(Task inputs)
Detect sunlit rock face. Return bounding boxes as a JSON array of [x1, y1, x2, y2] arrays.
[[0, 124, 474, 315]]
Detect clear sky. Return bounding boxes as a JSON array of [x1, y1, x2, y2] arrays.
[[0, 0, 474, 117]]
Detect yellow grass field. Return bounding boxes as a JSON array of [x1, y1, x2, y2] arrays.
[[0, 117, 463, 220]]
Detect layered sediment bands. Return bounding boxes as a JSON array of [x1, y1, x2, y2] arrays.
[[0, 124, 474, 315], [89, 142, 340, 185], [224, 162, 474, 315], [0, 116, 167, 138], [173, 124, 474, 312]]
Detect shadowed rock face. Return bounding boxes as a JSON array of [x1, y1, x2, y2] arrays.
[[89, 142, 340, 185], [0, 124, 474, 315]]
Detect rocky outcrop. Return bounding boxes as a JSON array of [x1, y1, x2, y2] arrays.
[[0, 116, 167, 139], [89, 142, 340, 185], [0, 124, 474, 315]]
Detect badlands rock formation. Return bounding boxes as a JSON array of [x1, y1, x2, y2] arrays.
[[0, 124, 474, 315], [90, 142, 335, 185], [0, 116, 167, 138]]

...

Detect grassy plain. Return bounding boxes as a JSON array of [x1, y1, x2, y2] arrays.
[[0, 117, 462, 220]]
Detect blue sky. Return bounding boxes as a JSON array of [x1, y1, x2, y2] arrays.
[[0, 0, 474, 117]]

--

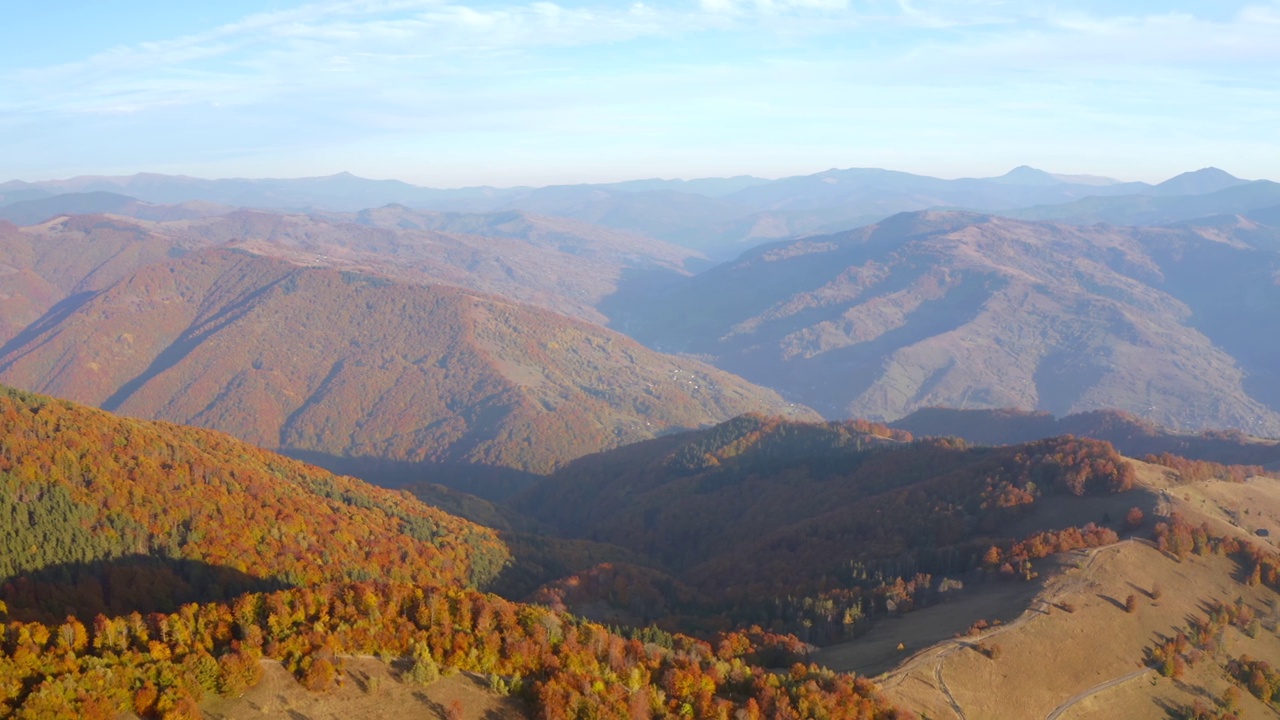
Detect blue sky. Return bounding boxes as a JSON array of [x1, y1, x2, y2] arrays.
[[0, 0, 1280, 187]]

(What you need to do) Rewrite the records from the line with "Detect yellow grass" up to and including the line with "[[89, 142, 340, 185], [0, 124, 474, 315]]", swapping "shadowed" for "shaded" and leaving everything else unchanged.

(Response to the exercise)
Detect yellow grass field. Return bounding boxes as a JSON array of [x1, y1, x2, y2] arrays.
[[0, 117, 463, 220]]
Detect layered sediment bands. Return bounding boxes as a JSON array of [x1, y1, x2, y2] arrays.
[[0, 124, 474, 315], [89, 142, 340, 185], [224, 162, 474, 315], [0, 116, 167, 138], [173, 124, 474, 312]]
Detect shaded rock face. Return bounding boxes as a JSON array of [x1, y1, x2, y2] arrays.
[[89, 142, 340, 185], [0, 124, 474, 315]]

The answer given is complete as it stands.